> _PASSAGE PROVIDED_
[Start of Attachment]
There are no rules, of course, but personally I have an AUX-send set to post-fade operation which feeds the parallel Inflator-bus with the individual signal(s) at 0 dB (i.e. unity gain) or a bit less. The parallel bus is mixed with the actual mix bus in a final "internal sum" channel with a brick-wall limiter, just to keep things under control. Usually, the parallel bus is kept 6 to 10 dB lower in volume than the mix bus, but that depends completely on the context.

My "secret" Inflator settings are input at +6 dB, multi-band operation on, clip @ 0 dB off, effect 66%, curve 33%, output -6 dB.

8-)

HTH,


----------



## re-peat (Nov 28, 2019)

I’ve never used Inflator as a send. Always as an insert. Not suggesting that one way is better than the other, just saying that I always insert it. Which also allows me to automate the settings (‘Effect’ & ‘Curve’), carefully increasing the energy a bit at moments which need it, and decrease it again when those moments have passed. Works great.

- - -

Not a bad word about *Trash2* — a phenomenally powerful plug-in — but, surely, altogether a completely different tool than Inflator? I would never turn to Trash to do the things I use Inflator for. (And yes, I would also never consider Inflator to do the gazillion of things that Trash excels at.)

_


----------



## Dietz (Nov 28, 2019)

re-peat said:


> I’ve never used Inflator as a send. Always as an insert.


Nothing wrong with that - that's the conventional, straight-forward way to use this plug-in.

The way I use it evolved from years of using parallel busses for mixdowns. At a certain point the idea arose to make the parallel bus even more efficient by using the Inflator there - _only_ there, I might add. I'm not suggesting that this is the way everybody does it - which in fact is the only reason why I shared this approach. No need to give it a try if you don't like the idea (which has helped to mix a handful of gold- and platinum-awarded albums  ...).


----------



## re-peat (Nov 28, 2019)

Definitely going to try it out one of these days, Dietz. Thanks!

_


----------



## Paul Cardon (Nov 28, 2019)

re-peat said:


> I’ve never used Inflator as a send. Always as an insert. Not suggesting that one way is better than the other, just saying that I always insert it. Which also allows me to automate the settings (‘Effect’ & ‘Curve’), carefully increasing the energy a bit at moments which need it, and decrease it again when those moments have passed. Works great.
> 
> - - -
> 
> ...


The outward impression of the tool is WILDLY different of course, and I'm positive the devs didn't imagine it being used for subtle waveshaping, but practically yes, it can do quite close to the same things Inflator does, if not entirely.

I'm not saying Inflator is useless (it's certainly going to be more efficient than loading up an entire instance of Trash 2, for example), I'm just saying the cost-to-function ratio is wildly off nowadays and the devs ride on its reputation and obfuscating its functionality with fun ad copy like you shared above to keep it relevant. There's no secret sauce to what it does.


----------



## Vsevolod (Nov 28, 2019)

Dietz said:


> There are no rules, of course, but personally I have an AUX-send set to post-fade operation which feeds the parallel Inflator-bus with the individual signal(s) at 0 dB (i.e. unity gain) or a bit less. The parallel bus is mixed with the actual mix bus in a final "internal sum" channel with a brick-wall limiter, just to keep things under control. Usually, the parallel bus is kept 6 to 10 dB lower in volume than the mix bus, but that depends completely on the context.
[End of Attachment]
> _TO DO_
In the forum thread about Inflator, what does re-peat say inserting the plug-in makes possible? Answer in one to three sentences.

Stored entries:
[Start of Attachment]
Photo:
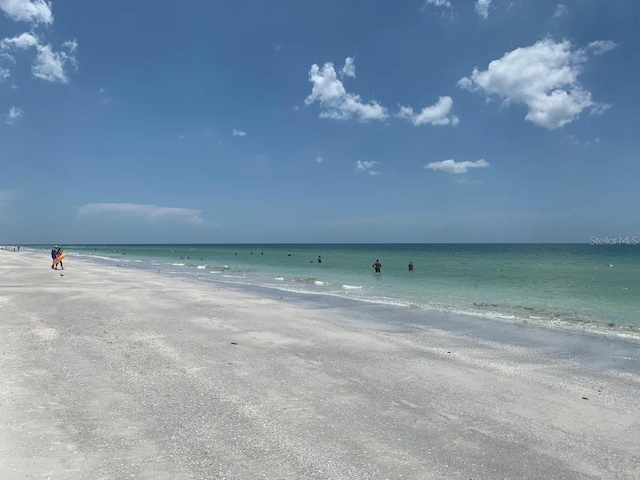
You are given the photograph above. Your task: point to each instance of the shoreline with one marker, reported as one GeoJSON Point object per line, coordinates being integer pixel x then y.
{"type": "Point", "coordinates": [127, 372]}
{"type": "Point", "coordinates": [630, 332]}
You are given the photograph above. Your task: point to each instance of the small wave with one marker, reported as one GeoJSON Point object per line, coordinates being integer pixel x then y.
{"type": "Point", "coordinates": [111, 259]}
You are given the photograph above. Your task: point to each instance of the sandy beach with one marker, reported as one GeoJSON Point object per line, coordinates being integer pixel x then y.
{"type": "Point", "coordinates": [114, 373]}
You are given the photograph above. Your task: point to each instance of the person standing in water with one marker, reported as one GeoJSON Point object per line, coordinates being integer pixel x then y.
{"type": "Point", "coordinates": [377, 266]}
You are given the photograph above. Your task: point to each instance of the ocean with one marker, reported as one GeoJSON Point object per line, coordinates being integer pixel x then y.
{"type": "Point", "coordinates": [585, 286]}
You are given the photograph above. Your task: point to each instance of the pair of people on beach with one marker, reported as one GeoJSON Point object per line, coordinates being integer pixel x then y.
{"type": "Point", "coordinates": [378, 266]}
{"type": "Point", "coordinates": [55, 253]}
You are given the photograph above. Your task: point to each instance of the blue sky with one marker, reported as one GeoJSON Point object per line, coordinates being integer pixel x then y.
{"type": "Point", "coordinates": [292, 121]}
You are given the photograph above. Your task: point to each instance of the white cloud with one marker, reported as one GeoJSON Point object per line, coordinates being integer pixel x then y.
{"type": "Point", "coordinates": [349, 69]}
{"type": "Point", "coordinates": [437, 114]}
{"type": "Point", "coordinates": [34, 11]}
{"type": "Point", "coordinates": [451, 166]}
{"type": "Point", "coordinates": [560, 10]}
{"type": "Point", "coordinates": [15, 114]}
{"type": "Point", "coordinates": [335, 101]}
{"type": "Point", "coordinates": [600, 47]}
{"type": "Point", "coordinates": [482, 8]}
{"type": "Point", "coordinates": [367, 166]}
{"type": "Point", "coordinates": [24, 41]}
{"type": "Point", "coordinates": [50, 65]}
{"type": "Point", "coordinates": [543, 76]}
{"type": "Point", "coordinates": [146, 212]}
[End of Attachment]
> _SOLUTION TO THE EXERCISE_
Inserting Inflator lets re-peat automate its Effect and Curve settings. That way re-peat can raise the energy a little at moments that need it and lower it again once those moments have passed.